**Sayfa metni:**
Duruşma bir türlü başlamadı


Deniz Feneri e.V davasında başlangıcından bugüne hangi gelişmeler yaşandı?..

Tam “4 yıl” öncesiydi...

Tarih: 17 Eylül 2008... Yer: Frankfurt Eyalet Yüksek Mahkemesi... Kürsüde mahkeme başkanı hâkim Dr. Johann Müller konuşuyor...

“Deniz Feneri e.V. Almanya’da yaşayan Türkleri dolandırmak için kurulmuş bir organizasyondur. Baştan beri insanlara yardım etmek gibi niyeteri yoktur. Toplanan paraların ne yapılacağı Türkiye’de belirleniyordu. Hiyerarşinin üst kademeleri, talimatı verenler ve asıl suçu işleyenler Türkiye’de. Arka planda Zekeriya Karaman, İsmail Karahan, Mustafa Çelik, Harun Kapıyoldaş ve Zahid Akman var. Türkiye’deki Deniz Feneri ile Almanya’daki Deniz Feneri aynı sistemle kurulmuştur. Asıl suçlular Türkiye’de olduğu için Almanya Deniz Feneri davasındaki cezalar düşük tutulmuştur. Burada dolandırıcıların basit bir eylemi söz konusu değildir. Siyasi ve İslami bir ideoloji vardır...”

Müller bu sözlerinin ardından Deniz Feneri e.V’nin kurucusucu ve Euro 7’nin genel müdürü Mehmet Gürhan’a 5 yıl 10 ay, Deniz Feneri e.V.’nin son başkanı Mehmet Taşkan’a 2 yıl 9 ay, hem Deniz Feneri e.V’nin hem de Euro 7’nun muhasebecisi Firdevsi Ermiş’e 1 yıl 10 ay hapis cezası verildiğini açıklıyordu. Bir gün sonra Türkiye’deki gazetelerin başlıkları şöyleydi: “Şimdi sıra Türkiye’de!”

Ne var ki o sıra bir türlü gelmedi...


Kara mizah örneği

Türk savcılar Almanya’dan döndükten 6 ay sonra 2011 yılının Temmuz ayında düğmeye bastı. Dönemin Ankara Basın Savcısı Nadi Türkaslan ve ekibi Almanya’nın asıl failler diye nitelediği isimler için tutuklama talep ettiğinde Ankara’da ibre tersine döndü. Karaman ve Akman’ın tutuklanmasından sonra hedefte failler yerine savcılar vardı. AKP iktidarına yakınlığıyla bilinen asıl failler 3 ay tutuklu kaldıktan sonra “uzun tutukluluk hali” dikkate alınarak serbest bırakıldı. Onlar serbest kalırken Deniz Feneri e.V. bağlantılı soruşturmanın Türkiye ayağının başındaki en önemli isim Cumhuriyet Savcısı Nadi Türkaslan’ın başına gelmedik kalmadı.

**Verilen veriler:**
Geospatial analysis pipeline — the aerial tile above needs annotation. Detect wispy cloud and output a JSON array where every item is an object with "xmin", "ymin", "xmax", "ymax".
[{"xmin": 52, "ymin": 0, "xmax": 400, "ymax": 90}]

**Alıştırma bölümleri:**
1 - Deniz Feneri davası metnine göre şu soruları cevaplayın:
(a) Dr. Johann Müller'in kürsüde konuştuğu duruşma hangi tarihte yapıldı?
(b) Mehmet Gürhan'a kaç yıl kaç ay hapis cezası verildi?
(c) Türkiye'de tutuklanan asıl failler kaç ay tutuklu kaldıktan sonra serbest bırakıldı?
2 - Deniz Feneri davası metninde "Müller bu sözlerinin" ifadesinden "bir türlü gelmedi..." ifadesine kadar olan bölümü, "muhasebecisi" yerine "mali müşaviri" koyarak yeniden yazın.
Bu alıştırmada verilere ihtiyaç yoktur.

**Görev çözümleri:**
1 -
(a) 17 Eylül 2008
(b) 5 yıl 10 ay
(c) 3 ay

2 -
Müller bu sözlerinin ardından Deniz Feneri e.V’nin kurucusucu ve Euro 7’nin genel müdürü Mehmet Gürhan’a 5 yıl 10 ay, Deniz Feneri e.V.’nin son başkanı Mehmet Taşkan’a 2 yıl 9 ay, hem Deniz Feneri e.V’nin hem de Euro 7’nun mali müşaviri Firdevsi Ermiş’e 1 yıl 10 ay hapis cezası verildiğini açıklıyordu. Bir gün sonra Türkiye’deki gazetelerin başlıkları şöyleydi: “Şimdi sıra Türkiye’de!”

Ne var ki o sıra bir türlü gelmedi...